**阅读材料:**
Codeforces Round 640 (Div. 4)

简介: Codeforces Round 640 (Div. 4)A~G

A. Sum of Round Numbers

得到每个数位上的数是几,在记录后面零的个数
#include <bits/stdc++.h>
using namespace std;
void solve(){
    int x;
    cin >> x;
    vector<int> a;
    int n = 5;
    int p = 1;
    while(n -- )
    {
        int t = x % 10;
        x /= 10;
        if(t) a.push_back(t * p);
        p *= 10;
    }
    cout << a.size() << endl;
    for(auto t : a)
        cout << t << " ";
    cout << endl;
}
int main()
{
    freopen("test.in", "r", stdin);
    ios::sync_with_stdio(false);
    cin.tie(nullptr), cout.tie(nullptr);
    int _t = 1;
    cin >> _t;
    while(_t -- ){
        solve();
    }
    return 0;
}

B. Same Parity Summands

给定两个整数n, k。构建一个k个奇偶性相同的数列,使得和是n。

构造题,两种方式

如果前k-1个数写成1,最后留一个n-k+1也是奇数,就构造成功

如果前k-2个数为2,最后一个n - 2 * (k - 1) 也是偶数,就构造成功

否则就不能构造出来

#include <bits/stdc++.h>
using namespace std;
void solve(){
    int n, k;
    cin >> n >> k;
    int n1 = n - (k - 1);
    if(n1 > 0 && n1 % 2 == 1)

(点标注数据摘录)

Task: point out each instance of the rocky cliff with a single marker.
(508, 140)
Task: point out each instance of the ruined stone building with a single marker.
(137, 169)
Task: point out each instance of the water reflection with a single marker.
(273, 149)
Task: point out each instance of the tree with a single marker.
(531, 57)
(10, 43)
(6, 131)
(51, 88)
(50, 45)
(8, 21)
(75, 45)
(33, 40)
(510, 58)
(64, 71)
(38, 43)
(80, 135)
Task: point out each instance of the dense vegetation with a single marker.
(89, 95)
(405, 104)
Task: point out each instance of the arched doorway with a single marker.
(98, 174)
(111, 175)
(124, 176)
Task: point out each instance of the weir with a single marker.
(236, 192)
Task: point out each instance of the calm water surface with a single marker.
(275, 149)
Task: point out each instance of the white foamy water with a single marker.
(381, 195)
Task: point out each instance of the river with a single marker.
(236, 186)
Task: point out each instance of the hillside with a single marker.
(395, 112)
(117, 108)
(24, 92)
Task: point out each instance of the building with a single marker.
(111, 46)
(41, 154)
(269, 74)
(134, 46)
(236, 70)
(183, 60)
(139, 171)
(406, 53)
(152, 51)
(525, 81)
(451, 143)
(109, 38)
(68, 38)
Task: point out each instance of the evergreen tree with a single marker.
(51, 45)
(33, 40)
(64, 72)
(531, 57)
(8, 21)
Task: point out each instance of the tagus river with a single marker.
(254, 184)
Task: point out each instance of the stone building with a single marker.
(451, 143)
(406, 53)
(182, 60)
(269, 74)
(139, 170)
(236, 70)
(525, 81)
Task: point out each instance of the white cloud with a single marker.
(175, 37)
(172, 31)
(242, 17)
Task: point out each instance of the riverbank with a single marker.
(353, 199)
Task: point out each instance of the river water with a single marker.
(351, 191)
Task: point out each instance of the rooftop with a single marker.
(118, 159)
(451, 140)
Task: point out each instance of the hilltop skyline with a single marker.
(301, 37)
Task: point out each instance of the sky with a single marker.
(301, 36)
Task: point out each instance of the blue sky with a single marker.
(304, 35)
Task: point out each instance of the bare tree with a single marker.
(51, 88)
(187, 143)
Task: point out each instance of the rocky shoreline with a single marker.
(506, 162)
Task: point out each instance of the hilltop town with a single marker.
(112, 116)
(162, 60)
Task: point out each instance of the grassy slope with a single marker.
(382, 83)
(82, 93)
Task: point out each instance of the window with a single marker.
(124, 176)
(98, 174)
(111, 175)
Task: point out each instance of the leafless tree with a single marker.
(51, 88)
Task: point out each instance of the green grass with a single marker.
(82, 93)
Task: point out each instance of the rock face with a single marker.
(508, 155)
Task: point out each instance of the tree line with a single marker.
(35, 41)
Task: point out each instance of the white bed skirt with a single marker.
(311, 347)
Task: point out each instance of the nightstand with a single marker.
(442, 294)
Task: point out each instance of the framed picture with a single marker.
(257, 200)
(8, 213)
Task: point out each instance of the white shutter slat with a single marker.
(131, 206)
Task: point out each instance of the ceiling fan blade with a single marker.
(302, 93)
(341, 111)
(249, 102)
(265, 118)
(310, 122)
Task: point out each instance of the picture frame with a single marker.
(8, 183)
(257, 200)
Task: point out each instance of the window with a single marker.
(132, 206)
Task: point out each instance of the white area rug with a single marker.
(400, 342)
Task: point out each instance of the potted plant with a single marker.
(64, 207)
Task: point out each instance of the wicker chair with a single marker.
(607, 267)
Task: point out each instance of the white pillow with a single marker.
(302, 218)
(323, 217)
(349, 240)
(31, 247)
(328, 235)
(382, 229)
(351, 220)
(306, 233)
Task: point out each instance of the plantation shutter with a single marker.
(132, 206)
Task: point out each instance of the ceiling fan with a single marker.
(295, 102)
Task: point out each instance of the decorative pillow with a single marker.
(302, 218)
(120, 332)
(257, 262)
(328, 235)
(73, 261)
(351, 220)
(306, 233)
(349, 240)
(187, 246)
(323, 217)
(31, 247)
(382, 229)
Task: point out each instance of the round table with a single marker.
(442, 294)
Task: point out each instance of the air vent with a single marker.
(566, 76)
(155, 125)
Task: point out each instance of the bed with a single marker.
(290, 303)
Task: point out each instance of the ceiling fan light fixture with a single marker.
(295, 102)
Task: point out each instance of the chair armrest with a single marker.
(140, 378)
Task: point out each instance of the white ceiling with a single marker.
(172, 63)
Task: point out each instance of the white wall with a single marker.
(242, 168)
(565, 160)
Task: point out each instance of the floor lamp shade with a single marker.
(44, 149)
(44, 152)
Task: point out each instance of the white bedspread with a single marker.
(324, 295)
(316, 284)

**任务要求:** 把上面这篇 Codeforces 题解从头到尾一字不改地照抄一遍。

**解答示范:**
Codeforces Round 640 (Div. 4)

简介: Codeforces Round 640 (Div. 4)A~G

A. Sum of Round Numbers

得到每个数位上的数是几,在记录后面零的个数
#include <bits/stdc++.h>
using namespace std;
void solve(){
    int x;
    cin >> x;
    vector<int> a;
    int n = 5;
    int p = 1;
    while(n -- )
    {
        int t = x % 10;
        x /= 10;
        if(t) a.push_back(t * p);
        p *= 10;
    }
    cout << a.size() << endl;
    for(auto t : a)
        cout << t << " ";
    cout << endl;
}
int main()
{
    freopen("test.in", "r", stdin);
    ios::sync_with_stdio(false);
    cin.tie(nullptr), cout.tie(nullptr);
    int _t = 1;
    cin >> _t;
    while(_t -- ){
        solve();
    }
    return 0;
}

B. Same Parity Summands

给定两个整数n, k。构建一个k个奇偶性相同的数列,使得和是n。

构造题,两种方式

如果前k-1个数写成1,最后留一个n-k+1也是奇数,就构造成功

如果前k-2个数为2,最后一个n - 2 * (k - 1) 也是偶数,就构造成功

否则就不能构造出来

#include <bits/stdc++.h>
using namespace std;
void solve(){
    int n, k;
    cin >> n >> k;
    int n1 = n - (k - 1);
    if(n1 > 0 && n1 % 2 == 1)